[DATA SECTION start]
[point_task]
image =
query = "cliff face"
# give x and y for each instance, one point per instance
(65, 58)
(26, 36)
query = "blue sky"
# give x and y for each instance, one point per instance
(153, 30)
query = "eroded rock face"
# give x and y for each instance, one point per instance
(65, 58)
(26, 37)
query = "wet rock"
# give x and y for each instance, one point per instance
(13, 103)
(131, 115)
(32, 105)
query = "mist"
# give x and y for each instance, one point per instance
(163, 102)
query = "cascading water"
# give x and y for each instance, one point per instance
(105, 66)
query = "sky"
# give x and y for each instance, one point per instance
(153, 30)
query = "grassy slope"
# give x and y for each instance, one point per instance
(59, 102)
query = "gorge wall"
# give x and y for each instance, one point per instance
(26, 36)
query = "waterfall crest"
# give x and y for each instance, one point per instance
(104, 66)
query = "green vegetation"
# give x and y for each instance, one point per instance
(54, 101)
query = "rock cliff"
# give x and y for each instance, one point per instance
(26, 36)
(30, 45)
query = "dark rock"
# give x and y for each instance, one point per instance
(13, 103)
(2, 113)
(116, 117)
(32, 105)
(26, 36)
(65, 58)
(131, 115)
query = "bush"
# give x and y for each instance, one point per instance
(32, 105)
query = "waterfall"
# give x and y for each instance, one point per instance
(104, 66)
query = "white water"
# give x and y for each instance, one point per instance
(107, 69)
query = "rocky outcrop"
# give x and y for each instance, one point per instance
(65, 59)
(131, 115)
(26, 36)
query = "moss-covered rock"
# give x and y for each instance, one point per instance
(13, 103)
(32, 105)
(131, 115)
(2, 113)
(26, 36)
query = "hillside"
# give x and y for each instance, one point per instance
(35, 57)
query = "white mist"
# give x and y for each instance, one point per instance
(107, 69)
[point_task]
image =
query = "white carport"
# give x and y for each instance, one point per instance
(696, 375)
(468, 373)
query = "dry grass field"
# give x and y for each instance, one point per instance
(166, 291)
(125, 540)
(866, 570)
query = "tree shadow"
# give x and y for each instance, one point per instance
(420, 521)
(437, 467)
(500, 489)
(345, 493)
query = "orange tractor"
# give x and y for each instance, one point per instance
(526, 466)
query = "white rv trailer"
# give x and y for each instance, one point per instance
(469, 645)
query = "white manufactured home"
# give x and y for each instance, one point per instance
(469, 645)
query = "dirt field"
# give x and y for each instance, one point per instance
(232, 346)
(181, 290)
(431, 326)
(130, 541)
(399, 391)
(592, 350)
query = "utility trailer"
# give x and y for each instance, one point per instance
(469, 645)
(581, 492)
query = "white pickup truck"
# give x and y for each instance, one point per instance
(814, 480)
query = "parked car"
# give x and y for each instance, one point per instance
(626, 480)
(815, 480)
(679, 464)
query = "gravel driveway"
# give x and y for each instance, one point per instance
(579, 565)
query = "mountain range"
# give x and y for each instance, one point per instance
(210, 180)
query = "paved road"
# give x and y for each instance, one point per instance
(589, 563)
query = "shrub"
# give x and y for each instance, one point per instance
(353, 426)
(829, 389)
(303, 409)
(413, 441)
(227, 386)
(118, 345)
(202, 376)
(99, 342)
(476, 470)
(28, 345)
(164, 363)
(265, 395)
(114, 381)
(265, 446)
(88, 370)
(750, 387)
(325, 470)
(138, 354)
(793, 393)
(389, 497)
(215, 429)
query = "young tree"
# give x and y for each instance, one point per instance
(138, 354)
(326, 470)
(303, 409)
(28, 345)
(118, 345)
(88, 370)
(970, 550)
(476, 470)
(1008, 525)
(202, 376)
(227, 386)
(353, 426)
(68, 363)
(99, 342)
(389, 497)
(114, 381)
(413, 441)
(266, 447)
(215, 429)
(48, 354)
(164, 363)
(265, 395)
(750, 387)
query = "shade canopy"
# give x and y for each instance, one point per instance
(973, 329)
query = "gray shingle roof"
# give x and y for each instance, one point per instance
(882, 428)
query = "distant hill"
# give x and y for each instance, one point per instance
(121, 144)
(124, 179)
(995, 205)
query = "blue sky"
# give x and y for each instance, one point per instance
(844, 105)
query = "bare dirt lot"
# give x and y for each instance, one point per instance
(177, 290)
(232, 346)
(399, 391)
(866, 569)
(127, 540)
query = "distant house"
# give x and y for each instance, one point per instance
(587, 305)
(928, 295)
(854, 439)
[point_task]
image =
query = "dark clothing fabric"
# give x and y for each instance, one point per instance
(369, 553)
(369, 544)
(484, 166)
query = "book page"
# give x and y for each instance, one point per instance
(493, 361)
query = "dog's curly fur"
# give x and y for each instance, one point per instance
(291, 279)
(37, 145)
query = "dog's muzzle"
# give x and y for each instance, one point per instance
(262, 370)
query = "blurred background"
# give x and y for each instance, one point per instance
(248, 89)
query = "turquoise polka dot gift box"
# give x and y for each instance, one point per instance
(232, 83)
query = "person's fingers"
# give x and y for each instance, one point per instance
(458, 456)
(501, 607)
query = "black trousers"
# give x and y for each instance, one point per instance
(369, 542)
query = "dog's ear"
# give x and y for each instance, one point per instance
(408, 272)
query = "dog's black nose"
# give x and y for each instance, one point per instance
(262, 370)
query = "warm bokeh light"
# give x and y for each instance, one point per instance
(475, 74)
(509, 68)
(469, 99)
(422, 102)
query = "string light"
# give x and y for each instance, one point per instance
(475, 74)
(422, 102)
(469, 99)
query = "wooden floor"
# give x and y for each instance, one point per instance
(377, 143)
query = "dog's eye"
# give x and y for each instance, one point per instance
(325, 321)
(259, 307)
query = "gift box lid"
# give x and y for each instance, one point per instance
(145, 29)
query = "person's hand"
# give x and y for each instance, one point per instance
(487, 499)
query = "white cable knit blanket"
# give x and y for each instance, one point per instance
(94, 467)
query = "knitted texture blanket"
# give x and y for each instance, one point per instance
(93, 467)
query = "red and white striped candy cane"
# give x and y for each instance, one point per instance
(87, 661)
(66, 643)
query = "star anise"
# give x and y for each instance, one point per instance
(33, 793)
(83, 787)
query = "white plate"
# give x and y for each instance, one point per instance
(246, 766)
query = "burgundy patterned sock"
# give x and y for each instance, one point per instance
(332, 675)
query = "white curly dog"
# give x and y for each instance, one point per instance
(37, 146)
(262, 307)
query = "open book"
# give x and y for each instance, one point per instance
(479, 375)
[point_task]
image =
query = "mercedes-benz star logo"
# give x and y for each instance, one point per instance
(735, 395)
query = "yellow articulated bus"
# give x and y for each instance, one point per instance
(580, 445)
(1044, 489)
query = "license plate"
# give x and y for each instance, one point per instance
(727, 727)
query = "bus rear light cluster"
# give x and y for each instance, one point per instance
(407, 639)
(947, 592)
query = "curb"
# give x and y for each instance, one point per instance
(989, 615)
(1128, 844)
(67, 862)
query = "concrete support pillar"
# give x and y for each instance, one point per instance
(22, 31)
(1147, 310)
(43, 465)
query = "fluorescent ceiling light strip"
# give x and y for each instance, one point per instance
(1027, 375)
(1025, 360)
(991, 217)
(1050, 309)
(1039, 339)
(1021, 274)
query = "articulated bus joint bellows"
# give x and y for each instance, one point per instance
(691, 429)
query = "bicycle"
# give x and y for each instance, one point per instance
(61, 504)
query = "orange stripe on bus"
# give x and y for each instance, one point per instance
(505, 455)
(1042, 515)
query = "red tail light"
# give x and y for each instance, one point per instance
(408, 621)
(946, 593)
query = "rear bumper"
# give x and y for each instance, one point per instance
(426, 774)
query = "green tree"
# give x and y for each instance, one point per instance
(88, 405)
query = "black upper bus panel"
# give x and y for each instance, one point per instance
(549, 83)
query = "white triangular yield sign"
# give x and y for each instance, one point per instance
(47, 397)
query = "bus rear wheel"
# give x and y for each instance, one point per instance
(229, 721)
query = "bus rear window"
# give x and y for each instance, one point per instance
[DATA SECTION end]
TASK DESCRIPTION
Pick out each line of the items that contains the word "dirt" and copy it in full.

WRITTEN SOLUTION
query = "dirt field"
query = "bare dirt lot"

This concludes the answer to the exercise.